Nothing but the lines from the one with "the black trim" to the final line should be returned, each exactly as it appears.

Begin

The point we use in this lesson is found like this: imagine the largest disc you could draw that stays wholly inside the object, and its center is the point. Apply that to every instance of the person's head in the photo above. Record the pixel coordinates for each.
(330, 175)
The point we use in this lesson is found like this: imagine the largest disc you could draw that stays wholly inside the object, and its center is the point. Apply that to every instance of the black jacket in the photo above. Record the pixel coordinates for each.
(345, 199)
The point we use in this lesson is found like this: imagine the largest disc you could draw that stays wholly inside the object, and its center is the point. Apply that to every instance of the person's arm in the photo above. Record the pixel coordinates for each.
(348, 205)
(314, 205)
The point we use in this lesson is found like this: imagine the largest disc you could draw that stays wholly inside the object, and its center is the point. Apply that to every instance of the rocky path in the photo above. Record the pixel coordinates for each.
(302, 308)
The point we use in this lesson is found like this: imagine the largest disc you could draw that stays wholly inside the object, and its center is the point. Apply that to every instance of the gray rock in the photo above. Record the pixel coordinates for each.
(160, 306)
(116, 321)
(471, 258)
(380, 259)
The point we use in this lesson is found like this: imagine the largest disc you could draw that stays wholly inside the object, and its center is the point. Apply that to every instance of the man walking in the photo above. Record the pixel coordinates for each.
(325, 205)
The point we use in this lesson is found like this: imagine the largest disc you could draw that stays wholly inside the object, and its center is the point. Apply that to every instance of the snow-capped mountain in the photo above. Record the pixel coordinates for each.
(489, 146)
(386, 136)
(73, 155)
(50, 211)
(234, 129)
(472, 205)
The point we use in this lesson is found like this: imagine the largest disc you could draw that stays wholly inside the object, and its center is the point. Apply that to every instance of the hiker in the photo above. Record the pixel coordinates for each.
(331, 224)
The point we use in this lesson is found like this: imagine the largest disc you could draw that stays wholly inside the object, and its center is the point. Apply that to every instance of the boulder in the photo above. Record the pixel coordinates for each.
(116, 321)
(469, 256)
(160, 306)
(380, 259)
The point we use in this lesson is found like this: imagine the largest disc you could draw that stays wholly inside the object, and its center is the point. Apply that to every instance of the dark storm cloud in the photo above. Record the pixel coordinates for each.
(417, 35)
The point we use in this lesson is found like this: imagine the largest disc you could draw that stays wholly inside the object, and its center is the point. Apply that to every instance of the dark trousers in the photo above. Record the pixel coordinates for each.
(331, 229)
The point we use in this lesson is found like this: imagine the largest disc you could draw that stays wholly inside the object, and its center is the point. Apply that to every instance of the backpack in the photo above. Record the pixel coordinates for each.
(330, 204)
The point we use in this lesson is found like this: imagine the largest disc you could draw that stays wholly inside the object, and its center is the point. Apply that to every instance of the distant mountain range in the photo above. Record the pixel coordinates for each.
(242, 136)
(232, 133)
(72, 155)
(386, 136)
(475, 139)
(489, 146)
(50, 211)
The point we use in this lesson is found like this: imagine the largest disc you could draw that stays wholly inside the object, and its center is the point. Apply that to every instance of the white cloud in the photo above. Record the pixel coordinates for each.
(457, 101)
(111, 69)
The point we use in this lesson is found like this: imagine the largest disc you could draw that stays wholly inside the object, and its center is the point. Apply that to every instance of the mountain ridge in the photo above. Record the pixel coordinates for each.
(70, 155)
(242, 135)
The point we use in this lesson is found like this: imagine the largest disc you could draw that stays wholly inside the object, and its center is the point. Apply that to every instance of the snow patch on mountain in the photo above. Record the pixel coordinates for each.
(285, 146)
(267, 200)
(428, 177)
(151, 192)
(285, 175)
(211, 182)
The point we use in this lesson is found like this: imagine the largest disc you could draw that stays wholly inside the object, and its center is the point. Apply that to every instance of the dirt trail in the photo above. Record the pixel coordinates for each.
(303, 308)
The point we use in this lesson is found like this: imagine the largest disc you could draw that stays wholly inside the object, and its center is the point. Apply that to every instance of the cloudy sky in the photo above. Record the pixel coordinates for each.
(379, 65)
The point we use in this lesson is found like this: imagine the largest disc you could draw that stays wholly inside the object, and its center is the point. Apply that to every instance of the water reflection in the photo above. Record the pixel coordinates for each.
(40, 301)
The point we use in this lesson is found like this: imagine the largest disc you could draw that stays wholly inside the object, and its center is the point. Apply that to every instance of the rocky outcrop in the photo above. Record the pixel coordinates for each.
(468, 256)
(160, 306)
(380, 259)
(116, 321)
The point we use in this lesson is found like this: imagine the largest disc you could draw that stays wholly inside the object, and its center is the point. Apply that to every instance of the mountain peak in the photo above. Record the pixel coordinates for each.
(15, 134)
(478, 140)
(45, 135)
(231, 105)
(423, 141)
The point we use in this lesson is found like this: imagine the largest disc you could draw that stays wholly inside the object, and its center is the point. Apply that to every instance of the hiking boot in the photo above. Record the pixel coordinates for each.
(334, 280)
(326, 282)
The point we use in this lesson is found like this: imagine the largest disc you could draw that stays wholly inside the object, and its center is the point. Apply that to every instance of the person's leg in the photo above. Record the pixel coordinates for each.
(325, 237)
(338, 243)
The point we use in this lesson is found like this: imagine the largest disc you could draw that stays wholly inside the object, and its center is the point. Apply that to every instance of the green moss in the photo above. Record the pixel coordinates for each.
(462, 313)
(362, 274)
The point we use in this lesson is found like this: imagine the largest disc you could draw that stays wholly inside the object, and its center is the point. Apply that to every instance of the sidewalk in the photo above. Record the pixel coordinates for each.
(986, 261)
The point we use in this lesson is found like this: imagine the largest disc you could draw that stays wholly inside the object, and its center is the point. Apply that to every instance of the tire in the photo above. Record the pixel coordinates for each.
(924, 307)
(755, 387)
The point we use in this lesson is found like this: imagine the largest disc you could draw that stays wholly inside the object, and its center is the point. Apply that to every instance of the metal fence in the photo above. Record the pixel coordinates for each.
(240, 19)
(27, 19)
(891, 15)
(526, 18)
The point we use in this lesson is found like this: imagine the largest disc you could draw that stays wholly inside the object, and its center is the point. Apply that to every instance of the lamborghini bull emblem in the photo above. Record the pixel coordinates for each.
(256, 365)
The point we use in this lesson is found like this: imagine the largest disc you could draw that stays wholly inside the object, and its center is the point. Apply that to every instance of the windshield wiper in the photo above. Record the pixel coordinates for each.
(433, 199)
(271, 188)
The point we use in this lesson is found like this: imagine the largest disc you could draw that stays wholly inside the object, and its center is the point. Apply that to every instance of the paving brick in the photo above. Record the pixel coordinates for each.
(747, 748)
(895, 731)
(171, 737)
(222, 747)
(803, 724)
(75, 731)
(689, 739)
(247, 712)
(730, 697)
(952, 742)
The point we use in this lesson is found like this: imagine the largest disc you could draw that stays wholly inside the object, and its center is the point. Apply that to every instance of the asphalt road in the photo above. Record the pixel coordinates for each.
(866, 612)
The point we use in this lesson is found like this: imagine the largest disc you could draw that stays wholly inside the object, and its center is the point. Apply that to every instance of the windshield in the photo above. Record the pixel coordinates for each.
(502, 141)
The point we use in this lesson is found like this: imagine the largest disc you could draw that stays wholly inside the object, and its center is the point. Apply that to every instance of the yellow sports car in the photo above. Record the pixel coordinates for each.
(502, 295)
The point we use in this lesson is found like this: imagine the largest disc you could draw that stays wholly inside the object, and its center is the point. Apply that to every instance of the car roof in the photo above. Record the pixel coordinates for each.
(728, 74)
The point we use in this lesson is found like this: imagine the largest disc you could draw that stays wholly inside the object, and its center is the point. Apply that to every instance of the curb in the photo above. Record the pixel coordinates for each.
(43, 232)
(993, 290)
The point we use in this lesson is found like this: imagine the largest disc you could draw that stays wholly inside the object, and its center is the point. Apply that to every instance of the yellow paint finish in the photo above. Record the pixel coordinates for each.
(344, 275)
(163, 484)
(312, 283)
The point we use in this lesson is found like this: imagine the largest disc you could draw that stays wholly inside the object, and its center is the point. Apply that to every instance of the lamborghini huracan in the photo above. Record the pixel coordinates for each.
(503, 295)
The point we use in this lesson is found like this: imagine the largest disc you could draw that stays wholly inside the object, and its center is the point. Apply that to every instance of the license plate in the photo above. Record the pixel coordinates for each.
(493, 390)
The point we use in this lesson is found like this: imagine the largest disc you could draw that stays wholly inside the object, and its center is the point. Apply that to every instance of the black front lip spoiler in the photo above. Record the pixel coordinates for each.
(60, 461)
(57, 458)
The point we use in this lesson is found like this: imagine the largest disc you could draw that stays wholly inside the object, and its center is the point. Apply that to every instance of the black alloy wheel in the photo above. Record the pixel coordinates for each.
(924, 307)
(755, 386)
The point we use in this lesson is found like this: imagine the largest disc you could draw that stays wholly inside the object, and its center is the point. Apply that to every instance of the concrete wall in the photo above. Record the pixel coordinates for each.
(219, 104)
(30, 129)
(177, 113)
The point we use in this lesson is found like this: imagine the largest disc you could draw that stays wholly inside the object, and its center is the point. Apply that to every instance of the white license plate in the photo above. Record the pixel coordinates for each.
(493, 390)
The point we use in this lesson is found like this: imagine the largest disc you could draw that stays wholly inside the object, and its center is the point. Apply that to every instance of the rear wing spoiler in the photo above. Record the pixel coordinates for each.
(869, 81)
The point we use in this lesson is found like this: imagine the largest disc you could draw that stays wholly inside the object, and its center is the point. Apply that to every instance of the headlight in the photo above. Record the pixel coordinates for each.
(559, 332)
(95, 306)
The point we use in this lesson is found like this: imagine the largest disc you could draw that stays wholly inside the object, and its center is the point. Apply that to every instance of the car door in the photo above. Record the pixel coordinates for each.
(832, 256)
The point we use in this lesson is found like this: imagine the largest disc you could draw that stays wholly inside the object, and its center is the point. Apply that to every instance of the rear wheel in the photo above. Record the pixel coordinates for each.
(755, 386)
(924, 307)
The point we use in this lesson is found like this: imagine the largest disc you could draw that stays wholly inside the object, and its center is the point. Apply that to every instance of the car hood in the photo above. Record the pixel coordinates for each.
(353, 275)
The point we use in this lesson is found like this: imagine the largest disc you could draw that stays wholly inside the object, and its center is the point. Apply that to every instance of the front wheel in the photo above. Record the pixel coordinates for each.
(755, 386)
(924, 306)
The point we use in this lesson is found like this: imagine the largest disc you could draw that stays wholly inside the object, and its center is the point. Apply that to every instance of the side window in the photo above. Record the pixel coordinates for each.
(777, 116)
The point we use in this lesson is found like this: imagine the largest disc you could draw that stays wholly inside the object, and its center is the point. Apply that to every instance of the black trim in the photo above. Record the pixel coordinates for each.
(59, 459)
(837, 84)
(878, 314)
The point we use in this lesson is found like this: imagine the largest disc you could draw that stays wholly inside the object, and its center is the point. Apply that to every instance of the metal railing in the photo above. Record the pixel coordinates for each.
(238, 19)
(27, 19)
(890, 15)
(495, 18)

End

#### Worked answer
The point we use in this lesson is found like this: imagine the largest disc you could draw that stays wholly inside the object, and its center is the point. Apply that to every instance of the black trim in the photo above. Record the pixel coordinates for each.
(59, 459)
(837, 84)
(878, 314)
The point we use in this lesson is found like this: imagine the largest disc you could draw that stays wholly inside the object, and its center is the point. Apply that to every instance of the metal railing in the photo above. Record the pixel coordinates for each.
(238, 19)
(27, 19)
(890, 15)
(495, 18)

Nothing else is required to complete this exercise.